====== PAGE TEXT ======

What are the Event Web Apps from Customer Insights Journeys?
The event web apps from Customer Insights Journeys are a feature where you can easily create a lightweight website to display your events directly integrated with dynamics customer insights. When you create one web application, you are able to download a zip file that contains the whole website in a lightweight web application built with HTML, CSS, and JavaScript. Once you have it downloaded locally, you can edit it and brand it to your needs.

This allows you to be pretty flexible with regards to what you can do in the portal with the events, or not, or how to display them, apply some filters, sorting options, or searching options, as you are fully in control of your website. As well as multi-language options, which I think it’s better handled than in Power Pages.
Why not just stick to Power Pages?
Power Pages provides a low-code, managed option within the Power Platform and includes an event registration template for Customer Insights - Journeys. It is a good option when you want to build and maintain the website primarily through Power Pages Studio rather than working directly with the source code. But even some experts on Power Pages are ditching the Power Pages Studio, like Nick Doelman in this article
However, hosting your own web application gives you more control over the front-end experience, deployment process, and hosting provider. You can modify how events are displayed, introduce custom functionality, and use the development tools and frameworks that best fit your requirements.
Licensing is another consideration. Power Pages requires additional capacity for authenticated or anonymous users, whereas a self-hosted event web app uses the hosting plan you select. The most cost-effective option will depend on your expected traffic, maintenance requirements, and the capabilities your event website needs.

====== DATA PROVIDED ======

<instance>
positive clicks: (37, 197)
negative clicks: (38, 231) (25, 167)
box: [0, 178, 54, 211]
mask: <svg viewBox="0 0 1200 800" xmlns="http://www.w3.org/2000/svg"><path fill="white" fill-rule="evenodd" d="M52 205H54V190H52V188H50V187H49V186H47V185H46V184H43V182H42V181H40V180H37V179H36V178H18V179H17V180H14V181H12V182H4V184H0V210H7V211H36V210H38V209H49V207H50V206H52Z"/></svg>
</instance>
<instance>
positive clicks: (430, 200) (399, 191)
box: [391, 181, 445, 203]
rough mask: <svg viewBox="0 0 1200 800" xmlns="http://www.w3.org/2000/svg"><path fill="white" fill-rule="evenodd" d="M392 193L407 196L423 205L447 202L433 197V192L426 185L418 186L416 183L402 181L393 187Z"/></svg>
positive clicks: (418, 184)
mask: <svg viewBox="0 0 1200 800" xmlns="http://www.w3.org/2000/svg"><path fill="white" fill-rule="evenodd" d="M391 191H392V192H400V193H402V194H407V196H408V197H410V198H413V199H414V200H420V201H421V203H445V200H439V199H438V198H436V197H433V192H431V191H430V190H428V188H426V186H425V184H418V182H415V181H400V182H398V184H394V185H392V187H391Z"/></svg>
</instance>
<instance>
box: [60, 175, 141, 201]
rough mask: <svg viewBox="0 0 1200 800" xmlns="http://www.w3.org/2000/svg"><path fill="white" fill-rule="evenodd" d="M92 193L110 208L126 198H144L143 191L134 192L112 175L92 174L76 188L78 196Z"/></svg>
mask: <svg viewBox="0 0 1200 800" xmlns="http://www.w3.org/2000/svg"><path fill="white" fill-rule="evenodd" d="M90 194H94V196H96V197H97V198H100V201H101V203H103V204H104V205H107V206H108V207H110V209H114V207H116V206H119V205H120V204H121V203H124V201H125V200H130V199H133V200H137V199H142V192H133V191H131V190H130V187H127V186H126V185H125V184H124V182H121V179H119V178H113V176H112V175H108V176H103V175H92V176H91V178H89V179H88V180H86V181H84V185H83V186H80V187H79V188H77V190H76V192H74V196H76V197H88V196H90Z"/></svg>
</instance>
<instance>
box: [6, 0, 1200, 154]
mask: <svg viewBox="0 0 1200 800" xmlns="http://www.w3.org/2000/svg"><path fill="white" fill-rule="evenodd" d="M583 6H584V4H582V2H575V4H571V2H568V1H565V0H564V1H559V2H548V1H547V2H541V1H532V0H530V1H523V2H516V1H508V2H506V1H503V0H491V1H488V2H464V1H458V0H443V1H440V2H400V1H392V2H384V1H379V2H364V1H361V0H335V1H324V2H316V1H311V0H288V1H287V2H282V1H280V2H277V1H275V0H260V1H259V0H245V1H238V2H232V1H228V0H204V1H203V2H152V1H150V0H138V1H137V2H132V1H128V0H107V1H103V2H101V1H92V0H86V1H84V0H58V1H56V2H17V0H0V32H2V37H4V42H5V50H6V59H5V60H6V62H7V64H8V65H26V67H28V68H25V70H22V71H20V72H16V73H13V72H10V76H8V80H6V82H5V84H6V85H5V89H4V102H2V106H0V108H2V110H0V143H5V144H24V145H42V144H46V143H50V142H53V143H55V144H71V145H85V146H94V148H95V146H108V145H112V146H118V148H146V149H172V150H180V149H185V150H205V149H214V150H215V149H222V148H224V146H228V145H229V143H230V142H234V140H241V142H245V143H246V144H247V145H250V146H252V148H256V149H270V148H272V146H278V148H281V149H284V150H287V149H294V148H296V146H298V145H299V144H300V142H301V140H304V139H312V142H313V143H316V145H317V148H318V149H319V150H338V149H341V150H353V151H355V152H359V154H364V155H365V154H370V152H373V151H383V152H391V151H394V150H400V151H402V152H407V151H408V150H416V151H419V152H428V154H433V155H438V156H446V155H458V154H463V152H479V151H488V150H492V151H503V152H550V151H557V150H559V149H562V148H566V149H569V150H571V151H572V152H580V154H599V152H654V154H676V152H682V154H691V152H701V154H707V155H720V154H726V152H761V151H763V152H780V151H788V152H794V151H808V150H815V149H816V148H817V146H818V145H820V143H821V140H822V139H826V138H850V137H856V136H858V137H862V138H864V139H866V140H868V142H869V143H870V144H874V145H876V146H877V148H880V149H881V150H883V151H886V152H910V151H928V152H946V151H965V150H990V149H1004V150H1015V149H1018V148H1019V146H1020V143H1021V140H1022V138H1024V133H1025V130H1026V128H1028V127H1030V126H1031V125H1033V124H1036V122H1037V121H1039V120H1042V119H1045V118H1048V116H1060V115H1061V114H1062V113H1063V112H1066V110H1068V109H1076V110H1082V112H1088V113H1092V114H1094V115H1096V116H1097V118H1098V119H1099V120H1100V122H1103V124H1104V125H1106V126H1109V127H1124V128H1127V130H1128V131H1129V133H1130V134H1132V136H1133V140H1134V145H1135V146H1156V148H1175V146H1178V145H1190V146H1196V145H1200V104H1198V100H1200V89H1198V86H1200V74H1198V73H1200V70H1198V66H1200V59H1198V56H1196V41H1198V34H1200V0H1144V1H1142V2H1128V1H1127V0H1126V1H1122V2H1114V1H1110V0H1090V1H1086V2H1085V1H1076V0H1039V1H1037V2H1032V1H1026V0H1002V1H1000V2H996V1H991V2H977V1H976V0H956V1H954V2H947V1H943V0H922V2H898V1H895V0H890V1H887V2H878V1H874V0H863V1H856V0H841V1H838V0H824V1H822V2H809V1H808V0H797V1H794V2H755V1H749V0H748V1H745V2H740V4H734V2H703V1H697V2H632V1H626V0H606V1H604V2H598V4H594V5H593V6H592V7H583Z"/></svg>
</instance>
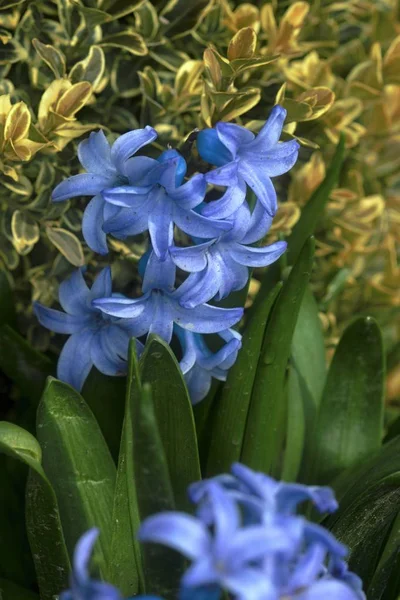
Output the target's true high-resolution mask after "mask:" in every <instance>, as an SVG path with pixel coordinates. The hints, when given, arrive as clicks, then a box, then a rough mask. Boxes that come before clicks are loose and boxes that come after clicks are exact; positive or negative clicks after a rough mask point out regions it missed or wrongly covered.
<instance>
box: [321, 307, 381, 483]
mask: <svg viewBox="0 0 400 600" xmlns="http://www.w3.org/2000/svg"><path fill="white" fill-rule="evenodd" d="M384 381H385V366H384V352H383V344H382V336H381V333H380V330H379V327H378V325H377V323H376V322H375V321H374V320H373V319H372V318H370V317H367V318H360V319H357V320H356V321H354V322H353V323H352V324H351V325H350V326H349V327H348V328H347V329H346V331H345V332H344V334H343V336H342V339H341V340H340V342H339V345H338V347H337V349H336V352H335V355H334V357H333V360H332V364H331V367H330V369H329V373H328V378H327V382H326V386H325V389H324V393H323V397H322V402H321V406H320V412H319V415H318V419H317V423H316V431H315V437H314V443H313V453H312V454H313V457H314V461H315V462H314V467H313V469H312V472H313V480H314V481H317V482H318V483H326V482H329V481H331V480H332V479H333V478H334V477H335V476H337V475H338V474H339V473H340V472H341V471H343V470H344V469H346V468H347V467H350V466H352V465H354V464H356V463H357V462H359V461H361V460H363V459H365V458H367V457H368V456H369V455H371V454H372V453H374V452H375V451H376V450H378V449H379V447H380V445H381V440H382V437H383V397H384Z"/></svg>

======

- DIRECTIONS
Answer yes or no for each statement according to the text on event web apps, and quote the words from the text that settle it. 1. The downloaded web application is built with HTML, CSS, and JavaScript. 2. Power Pages includes an event registration template for Customer Insights - Journeys. 3. A self-hosted event web app requires additional capacity for anonymous users.

- RESPONSE TO THIS EXERCISE
1. Yes: "a lightweight web application built with HTML, CSS, and JavaScript"
2. Yes: "includes an event registration template for Customer Insights - Journeys"
3. No: "Power Pages requires additional capacity for authenticated or anonymous users, whereas a self-hosted event web app uses the hosting plan you select"